The Golden State Warriors made no promises and he knew there were no guarantees. When they met last summer in New York to discuss the biggest decision of his career, neither side even focused on winning titles.

They talked about having fun, and now Durant is on the verge of having the time of his basketball life.

One win from his first championship and probably the NBA Finals MVP award along with it, Durant is the perfect player in the perfect place.

“I think I said it last night, it just looks like he understands this is his moment, this is his time,” Warriors coach Steve Kerr said Thursday. “He’s earned it. He’s been in this league for a long time, and he’s, I think, at the top of his game at the biggest time.”

Durant was widely criticized last year when he left Oklahoma City for Golden State, chided for trying to take the easiest route to a title by joining what was already a stacked team.

But that wasn’t the way he looked at it. Durant wasn’t thinking about lifting trophies or being fitted for championship rings. He loves to play basketball, and loved the way the Warriors play it.

“I didn’t envision anything but just being around good people and getting better every single day. That’s exactly what happened throughout the season,” Durant said. “I didn’t talk to these guys when I made my decision and say we better make it to the Finals and be up in the series around this time, this exact date, or I’m not coming. I mean, it was just, `Let’s just have some fun playing ball, let’s just all get better and let’s see what happens.”‘

What’s happened is probably beyond what either even imagined.

## Listed entries
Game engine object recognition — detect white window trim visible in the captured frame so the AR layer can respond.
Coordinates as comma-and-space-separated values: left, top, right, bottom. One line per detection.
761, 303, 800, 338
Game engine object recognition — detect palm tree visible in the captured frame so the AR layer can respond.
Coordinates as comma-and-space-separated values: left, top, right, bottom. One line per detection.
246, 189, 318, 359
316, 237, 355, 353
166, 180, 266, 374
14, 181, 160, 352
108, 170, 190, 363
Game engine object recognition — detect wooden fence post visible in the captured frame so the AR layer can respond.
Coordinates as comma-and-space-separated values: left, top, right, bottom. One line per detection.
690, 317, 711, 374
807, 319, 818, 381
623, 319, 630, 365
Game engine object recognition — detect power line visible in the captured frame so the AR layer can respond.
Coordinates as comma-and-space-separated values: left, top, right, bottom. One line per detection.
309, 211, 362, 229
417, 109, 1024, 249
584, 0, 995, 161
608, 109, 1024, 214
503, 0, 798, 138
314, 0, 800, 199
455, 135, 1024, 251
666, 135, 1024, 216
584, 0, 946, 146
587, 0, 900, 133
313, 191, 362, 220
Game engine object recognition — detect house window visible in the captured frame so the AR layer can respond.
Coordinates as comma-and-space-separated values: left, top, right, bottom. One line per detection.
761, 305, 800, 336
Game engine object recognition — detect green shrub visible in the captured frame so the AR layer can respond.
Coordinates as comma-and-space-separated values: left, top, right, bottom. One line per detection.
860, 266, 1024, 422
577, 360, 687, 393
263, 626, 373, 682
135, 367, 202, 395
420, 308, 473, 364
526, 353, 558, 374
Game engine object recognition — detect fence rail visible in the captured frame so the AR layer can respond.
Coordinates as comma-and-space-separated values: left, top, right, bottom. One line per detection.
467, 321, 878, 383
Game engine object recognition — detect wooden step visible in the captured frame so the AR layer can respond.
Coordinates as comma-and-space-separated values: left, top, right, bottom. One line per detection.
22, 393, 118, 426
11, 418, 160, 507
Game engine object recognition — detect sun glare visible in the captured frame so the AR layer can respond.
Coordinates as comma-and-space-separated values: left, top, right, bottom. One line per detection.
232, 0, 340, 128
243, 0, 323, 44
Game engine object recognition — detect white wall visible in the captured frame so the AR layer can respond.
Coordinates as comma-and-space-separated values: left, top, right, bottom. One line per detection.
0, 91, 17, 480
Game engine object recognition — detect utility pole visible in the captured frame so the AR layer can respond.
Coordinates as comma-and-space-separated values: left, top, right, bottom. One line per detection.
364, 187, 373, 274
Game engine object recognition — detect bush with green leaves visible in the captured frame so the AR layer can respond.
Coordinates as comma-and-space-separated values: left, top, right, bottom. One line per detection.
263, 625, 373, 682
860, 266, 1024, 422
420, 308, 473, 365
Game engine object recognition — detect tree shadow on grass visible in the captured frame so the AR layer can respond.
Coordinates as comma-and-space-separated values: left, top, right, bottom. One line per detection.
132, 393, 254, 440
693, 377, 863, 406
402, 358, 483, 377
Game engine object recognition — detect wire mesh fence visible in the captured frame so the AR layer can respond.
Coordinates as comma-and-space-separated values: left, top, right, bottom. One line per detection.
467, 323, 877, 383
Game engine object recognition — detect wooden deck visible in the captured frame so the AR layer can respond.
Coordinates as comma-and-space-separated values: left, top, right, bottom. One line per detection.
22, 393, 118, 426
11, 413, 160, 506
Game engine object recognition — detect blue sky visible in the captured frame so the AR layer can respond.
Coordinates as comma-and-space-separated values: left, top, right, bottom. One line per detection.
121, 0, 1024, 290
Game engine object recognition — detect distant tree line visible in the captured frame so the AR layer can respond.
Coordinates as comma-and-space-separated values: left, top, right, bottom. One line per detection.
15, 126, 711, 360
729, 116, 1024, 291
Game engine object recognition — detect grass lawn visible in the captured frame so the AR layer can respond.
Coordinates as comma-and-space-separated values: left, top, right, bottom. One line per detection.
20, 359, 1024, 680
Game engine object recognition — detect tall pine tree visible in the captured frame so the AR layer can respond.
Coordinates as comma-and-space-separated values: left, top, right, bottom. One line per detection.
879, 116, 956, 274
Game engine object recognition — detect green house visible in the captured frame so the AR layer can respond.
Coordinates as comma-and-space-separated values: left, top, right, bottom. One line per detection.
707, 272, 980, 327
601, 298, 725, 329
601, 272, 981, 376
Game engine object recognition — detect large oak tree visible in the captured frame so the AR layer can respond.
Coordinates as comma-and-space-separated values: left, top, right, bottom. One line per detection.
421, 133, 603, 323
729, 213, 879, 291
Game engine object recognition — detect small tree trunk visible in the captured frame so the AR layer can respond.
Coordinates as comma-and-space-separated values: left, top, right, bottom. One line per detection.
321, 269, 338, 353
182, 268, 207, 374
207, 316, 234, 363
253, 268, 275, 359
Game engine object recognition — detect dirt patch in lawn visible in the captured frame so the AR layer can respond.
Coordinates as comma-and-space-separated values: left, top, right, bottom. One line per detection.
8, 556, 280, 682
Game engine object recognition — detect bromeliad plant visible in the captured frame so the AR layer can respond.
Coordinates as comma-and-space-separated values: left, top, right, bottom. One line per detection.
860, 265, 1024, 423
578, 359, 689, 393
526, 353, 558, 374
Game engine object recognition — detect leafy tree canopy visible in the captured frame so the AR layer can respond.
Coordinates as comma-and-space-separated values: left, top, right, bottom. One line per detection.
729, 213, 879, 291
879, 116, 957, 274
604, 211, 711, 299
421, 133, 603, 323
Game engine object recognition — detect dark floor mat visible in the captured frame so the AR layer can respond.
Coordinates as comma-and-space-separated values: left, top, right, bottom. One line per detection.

## Exercise instructions
1. In the Durant article, where did Durant and the Golden State Warriors meet last summer to discuss his decision?
2. Repeat the stretch of the Durant article from "Durant was widely" through "Warriors play it.", word for word.

## List of solutions
1. New York

2.
Durant was widely criticized last year when he left Oklahoma City for Golden State, chided for trying to take the easiest route to a title by joining what was already a stacked team.

But that wasn’t the way he looked at it. Durant wasn’t thinking about lifting trophies or being fitted for championship rings. He loves to play basketball, and loved the way the Warriors play it.